▶ Objective
Transcribe the material below line for line, changing nothing.

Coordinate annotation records
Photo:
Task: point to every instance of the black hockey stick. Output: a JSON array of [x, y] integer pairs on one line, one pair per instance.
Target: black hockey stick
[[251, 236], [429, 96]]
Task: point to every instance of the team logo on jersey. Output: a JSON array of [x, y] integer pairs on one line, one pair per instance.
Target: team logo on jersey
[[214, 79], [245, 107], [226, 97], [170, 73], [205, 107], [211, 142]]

▶ Solution to this exercise
Photo:
Task: point to every instance of the black hockey stick. Output: a JSON array of [x, y] integer pairs on one line, one pair per instance.
Target: black hockey stick
[[251, 236], [429, 96]]
Task: point to every instance of the team logo on jersey. Output: a JSON array of [x, y] integer pairs on one line, one pair per instance.
Target: team logo on jersey
[[214, 79], [245, 107], [226, 97], [170, 73], [205, 107], [211, 142]]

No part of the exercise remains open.